| Work instruction |
Could you restate word for word every line from the one containing "Keep to these rules. Indicate every instance of the microwave" to the end of the records, and nothing else?

| Information provided |
■ ■ ■ ■
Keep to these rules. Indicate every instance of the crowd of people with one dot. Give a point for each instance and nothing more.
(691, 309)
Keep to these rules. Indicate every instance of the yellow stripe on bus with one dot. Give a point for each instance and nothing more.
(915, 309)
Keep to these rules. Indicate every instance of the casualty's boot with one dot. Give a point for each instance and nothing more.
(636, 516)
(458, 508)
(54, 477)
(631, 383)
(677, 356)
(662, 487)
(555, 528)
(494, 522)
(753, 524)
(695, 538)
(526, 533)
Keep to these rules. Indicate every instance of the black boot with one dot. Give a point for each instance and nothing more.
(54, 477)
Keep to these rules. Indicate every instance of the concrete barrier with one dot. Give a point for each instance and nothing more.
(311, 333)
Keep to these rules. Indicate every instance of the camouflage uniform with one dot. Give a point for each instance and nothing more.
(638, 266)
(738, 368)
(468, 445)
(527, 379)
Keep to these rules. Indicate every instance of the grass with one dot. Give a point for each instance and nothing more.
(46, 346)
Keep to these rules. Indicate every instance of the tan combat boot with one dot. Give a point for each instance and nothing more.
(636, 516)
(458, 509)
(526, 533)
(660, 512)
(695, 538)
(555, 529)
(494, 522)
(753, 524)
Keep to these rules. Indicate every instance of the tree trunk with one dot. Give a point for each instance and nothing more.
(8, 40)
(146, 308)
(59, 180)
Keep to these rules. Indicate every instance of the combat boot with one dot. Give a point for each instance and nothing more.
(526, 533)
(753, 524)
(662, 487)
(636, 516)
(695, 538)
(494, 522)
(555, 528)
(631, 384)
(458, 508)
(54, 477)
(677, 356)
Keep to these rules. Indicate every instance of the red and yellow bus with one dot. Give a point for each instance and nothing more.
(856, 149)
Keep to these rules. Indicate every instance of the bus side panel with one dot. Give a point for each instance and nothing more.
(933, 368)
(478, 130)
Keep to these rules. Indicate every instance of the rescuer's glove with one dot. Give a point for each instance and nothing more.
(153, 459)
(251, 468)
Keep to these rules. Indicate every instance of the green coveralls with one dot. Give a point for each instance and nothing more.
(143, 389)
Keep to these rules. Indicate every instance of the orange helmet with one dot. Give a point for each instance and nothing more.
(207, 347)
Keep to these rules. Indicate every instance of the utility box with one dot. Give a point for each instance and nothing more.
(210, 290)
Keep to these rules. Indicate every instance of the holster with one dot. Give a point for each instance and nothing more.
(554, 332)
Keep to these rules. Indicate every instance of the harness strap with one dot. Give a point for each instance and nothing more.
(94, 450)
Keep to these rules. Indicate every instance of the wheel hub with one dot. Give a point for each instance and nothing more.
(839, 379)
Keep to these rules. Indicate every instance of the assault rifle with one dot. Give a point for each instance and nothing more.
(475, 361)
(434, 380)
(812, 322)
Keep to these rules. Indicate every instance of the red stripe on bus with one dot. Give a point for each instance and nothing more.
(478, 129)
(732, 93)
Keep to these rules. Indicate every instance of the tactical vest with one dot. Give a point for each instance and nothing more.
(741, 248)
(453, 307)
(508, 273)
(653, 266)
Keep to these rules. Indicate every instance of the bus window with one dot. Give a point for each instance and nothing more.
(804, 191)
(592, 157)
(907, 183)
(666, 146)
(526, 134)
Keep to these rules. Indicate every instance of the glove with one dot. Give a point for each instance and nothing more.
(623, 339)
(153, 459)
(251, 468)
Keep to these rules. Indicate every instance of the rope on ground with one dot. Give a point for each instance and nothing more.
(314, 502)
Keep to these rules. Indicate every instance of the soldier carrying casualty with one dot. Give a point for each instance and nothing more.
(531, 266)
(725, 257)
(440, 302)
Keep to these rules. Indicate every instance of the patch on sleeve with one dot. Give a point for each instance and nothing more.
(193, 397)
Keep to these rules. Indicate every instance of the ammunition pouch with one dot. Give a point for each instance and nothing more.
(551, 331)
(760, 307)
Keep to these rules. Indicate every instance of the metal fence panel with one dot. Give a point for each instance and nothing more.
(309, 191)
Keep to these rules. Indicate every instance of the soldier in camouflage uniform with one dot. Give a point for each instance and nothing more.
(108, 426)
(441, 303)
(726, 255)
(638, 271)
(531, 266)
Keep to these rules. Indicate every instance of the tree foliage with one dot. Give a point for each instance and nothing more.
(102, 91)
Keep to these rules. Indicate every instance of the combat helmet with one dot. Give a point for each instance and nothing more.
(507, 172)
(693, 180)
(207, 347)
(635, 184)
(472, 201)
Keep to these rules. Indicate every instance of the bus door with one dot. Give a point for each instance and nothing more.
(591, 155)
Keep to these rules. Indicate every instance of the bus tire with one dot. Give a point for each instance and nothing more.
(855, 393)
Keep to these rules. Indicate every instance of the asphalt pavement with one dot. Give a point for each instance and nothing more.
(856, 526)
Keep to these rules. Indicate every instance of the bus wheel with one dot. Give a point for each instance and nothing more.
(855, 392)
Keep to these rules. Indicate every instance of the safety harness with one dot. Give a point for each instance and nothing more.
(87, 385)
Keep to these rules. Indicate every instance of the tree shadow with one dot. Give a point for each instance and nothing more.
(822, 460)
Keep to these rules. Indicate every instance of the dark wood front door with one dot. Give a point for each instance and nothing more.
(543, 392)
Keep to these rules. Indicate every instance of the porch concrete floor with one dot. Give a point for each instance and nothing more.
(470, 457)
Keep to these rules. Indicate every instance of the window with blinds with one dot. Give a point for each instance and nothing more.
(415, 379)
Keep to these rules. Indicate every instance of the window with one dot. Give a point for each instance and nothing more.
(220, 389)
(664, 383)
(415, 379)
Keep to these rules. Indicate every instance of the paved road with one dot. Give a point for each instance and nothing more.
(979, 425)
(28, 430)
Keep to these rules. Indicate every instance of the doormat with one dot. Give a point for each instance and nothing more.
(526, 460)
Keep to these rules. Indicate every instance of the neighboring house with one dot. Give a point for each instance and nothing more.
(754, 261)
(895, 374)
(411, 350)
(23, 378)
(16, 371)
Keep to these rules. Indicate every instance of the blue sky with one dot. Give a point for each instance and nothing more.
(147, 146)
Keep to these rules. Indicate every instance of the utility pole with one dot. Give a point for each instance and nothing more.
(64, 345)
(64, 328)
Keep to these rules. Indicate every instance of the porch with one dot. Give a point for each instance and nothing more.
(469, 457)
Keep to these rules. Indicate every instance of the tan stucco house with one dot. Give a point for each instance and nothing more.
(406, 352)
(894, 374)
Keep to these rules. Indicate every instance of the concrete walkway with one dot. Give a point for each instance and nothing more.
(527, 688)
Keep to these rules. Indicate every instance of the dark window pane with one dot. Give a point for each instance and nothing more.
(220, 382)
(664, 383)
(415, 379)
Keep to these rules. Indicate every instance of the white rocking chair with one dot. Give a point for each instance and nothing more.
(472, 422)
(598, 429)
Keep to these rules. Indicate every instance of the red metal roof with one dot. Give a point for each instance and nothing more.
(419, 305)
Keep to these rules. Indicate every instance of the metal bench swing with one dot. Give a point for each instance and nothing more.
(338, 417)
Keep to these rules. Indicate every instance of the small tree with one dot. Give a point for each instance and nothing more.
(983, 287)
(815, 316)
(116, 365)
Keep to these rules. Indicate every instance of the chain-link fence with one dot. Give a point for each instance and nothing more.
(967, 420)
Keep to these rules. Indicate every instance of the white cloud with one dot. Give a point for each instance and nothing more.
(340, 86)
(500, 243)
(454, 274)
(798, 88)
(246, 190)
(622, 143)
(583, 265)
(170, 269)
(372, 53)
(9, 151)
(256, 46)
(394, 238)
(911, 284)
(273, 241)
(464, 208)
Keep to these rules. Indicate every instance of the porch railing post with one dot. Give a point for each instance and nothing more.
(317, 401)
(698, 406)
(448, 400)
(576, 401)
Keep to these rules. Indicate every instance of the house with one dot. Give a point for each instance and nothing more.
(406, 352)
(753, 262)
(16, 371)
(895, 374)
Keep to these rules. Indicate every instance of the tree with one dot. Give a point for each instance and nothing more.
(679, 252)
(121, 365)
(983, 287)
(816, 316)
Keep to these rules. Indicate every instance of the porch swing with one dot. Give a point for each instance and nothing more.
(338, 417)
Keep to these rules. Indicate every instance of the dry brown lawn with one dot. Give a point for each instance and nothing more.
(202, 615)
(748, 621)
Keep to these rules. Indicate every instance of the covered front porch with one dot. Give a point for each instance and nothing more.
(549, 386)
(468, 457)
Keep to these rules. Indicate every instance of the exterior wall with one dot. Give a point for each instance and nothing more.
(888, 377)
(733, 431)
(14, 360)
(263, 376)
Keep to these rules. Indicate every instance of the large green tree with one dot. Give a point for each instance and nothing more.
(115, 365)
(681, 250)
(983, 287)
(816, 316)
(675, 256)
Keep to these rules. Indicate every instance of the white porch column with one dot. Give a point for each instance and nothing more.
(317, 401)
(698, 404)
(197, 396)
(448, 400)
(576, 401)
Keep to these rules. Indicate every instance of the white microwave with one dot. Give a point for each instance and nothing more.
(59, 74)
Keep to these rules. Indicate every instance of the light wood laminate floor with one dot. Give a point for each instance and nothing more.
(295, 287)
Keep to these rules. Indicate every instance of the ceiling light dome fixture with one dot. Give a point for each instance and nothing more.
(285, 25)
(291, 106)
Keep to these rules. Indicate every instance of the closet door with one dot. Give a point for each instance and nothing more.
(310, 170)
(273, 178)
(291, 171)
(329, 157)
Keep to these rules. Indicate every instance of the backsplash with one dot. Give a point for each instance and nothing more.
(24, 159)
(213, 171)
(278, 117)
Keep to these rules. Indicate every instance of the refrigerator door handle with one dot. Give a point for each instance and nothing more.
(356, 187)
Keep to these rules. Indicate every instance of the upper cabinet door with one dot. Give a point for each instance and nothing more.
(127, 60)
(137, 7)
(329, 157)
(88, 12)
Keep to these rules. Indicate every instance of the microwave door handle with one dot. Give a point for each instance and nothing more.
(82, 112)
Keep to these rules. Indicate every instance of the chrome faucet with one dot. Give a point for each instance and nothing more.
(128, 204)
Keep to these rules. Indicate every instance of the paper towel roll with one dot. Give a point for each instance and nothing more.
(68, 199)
■ ■ ■ ■
| Answer space |
Keep to these rules. Indicate every instance of the microwave door handle with one dot. Give a point for each instance and nothing more.
(82, 112)
Keep to these rules. Indicate every instance of the chrome faucet with one dot. Give a point for each instance and nothing more.
(128, 204)
Keep to these rules. Indicate every instance of the paper towel roll with one dot. Give a point for each instance and nothing more.
(68, 199)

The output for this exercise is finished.